CHALLENGE
Rewrite every row below in full, shifting each coordinate in the answers by adding 8 to it and leaving all other text and numbers unchanged.

Coordinate labeling data
**********
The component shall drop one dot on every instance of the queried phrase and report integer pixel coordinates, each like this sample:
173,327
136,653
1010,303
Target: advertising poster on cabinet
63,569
**********
ANSWER FOR THIS EXERCISE
The component shall drop one dot on every instance of the queried phrase and report integer pixel coordinates, each like this sample:
173,327
136,653
1010,303
Target: advertising poster on cabinet
71,577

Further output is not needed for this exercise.